§ **Excerpt provided**
━━━━

The Tim Buckley Archives

Interviews

1975 Goldmine interview - Part Three

Goldmine: So how did the spacier direction of your music come about?

Tim Buckley: We were attempting to make, and did make, a contribution to the writing of a song. I did three albums in one month at that time; I did Blue Afternoon, Lorca and Starsailor. That was because of Jac selling the company; I had an obligation to him and also had to give an album to Warner Bros. at the same time. I liked it because in one way, I satisfied a desire to write songs for Blue Afternoon, varying types of songs, three of which I still do because they're some of my best songs.

When I went in to do Lorca, I decided right then it was time to break open something new because the voice with 5 1/2 octaves was certainly capable of coming up with something new. We were getting real tired of writing songs that adhered to the verse, verse, chorus things. It wasn't an intellectual exercise though; as a matter of fact, it was a thing that finally Miles did with In a Silent Way. It happened with the Fender Rhodes electric piano and using one bass line which kept the idea of key in mind. In Silent Way, Miles had a melody line that he played on a trumpet and I had a lyric and a melody that went through Lorca. To this day, you can't put it on at a party without stopping things; it doesn't fit it.

The real advance comes in Anonymous Proposition,"the song that comes after Lorca. It deals with a ballad in a totally personal, physical presentation, to cut away the nonsense, the superficial stuff. It has to be done slowly; it has take five or six minutes; it has to be a movement. It has to hold you there and make you aware that someone is telling you something about himself in the dark. That's what music is all about on record. It is very personal; there's no other way to deal with it. There are certain things that great singers have to deal with; it's their duty to.

━━━━

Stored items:
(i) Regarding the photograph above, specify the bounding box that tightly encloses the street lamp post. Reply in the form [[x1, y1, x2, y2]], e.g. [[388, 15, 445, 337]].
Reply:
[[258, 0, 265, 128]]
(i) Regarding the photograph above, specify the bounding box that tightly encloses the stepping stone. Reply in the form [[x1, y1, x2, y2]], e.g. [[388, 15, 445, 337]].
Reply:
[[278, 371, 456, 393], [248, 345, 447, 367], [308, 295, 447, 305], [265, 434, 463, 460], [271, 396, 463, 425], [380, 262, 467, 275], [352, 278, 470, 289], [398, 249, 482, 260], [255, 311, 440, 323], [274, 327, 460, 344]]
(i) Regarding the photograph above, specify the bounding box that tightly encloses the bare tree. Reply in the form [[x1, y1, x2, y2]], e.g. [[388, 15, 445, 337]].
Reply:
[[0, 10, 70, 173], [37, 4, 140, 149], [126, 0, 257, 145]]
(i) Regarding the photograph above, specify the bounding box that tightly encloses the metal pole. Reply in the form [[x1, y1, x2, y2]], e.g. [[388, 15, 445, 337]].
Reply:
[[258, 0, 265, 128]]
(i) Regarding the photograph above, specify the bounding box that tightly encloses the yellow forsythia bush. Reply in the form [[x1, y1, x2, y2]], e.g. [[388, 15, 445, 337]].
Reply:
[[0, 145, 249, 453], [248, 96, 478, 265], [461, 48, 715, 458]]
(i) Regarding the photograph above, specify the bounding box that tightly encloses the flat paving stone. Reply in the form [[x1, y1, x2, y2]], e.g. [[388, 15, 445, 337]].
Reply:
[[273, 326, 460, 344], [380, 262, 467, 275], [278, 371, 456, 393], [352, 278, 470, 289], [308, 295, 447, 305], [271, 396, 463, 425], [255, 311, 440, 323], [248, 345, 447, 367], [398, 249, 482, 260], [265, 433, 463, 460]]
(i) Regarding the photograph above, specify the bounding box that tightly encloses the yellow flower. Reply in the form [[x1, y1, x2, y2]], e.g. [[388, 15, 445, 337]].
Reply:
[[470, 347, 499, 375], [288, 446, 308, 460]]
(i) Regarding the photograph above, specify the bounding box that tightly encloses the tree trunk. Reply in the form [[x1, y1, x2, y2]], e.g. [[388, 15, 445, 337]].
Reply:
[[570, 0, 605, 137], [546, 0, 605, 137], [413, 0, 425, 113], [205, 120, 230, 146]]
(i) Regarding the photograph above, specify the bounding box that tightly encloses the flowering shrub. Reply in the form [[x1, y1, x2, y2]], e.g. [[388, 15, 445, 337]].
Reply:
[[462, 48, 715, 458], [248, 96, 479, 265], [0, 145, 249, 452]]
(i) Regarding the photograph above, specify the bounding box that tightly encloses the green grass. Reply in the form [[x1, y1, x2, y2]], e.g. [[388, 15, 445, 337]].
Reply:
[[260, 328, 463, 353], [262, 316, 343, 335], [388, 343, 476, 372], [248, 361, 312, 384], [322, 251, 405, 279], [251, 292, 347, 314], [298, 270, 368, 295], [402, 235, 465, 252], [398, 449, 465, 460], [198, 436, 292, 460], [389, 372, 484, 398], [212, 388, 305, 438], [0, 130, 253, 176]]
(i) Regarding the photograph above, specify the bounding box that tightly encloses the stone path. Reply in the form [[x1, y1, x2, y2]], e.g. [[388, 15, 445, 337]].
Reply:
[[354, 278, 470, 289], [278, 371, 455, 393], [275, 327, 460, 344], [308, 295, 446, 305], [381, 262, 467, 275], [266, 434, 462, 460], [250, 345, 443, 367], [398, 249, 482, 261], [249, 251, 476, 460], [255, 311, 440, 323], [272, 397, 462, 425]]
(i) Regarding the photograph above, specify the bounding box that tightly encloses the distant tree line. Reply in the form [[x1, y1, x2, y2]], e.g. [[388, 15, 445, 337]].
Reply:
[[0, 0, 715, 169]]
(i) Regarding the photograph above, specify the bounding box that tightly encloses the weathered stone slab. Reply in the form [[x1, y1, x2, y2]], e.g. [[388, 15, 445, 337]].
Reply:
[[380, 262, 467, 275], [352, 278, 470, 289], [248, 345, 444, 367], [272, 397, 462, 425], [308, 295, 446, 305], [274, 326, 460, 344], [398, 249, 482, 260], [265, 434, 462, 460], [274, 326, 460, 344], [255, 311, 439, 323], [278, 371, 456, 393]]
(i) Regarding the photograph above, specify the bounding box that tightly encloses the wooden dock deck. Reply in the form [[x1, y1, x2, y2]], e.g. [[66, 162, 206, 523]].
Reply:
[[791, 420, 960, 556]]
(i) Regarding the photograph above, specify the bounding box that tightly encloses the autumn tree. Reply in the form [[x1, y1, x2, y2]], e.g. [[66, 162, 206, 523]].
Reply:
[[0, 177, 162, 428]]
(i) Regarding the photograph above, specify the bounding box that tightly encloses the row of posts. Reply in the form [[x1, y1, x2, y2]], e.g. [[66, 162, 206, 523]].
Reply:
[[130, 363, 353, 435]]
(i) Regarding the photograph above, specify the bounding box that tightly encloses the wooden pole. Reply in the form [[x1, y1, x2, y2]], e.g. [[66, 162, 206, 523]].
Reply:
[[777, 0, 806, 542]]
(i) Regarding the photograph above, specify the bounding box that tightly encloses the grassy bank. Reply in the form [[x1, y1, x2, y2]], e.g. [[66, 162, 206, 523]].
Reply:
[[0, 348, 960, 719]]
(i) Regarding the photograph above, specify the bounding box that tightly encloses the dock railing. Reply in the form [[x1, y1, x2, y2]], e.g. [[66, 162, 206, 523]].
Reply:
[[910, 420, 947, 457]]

━━━━

§ **Written request**
In the Goldmine interview with Tim Buckley, reproduce the stretch from "The Tim Buckley" through "my best songs.".

§ **Response**
The Tim Buckley Archives

Interviews

1975 Goldmine interview - Part Three

Goldmine: So how did the spacier direction of your music come about?

Tim Buckley: We were attempting to make, and did make, a contribution to the writing of a song. I did three albums in one month at that time; I did Blue Afternoon, Lorca and Starsailor. That was because of Jac selling the company; I had an obligation to him and also had to give an album to Warner Bros. at the same time. I liked it because in one way, I satisfied a desire to write songs for Blue Afternoon, varying types of songs, three of which I still do because they're some of my best songs.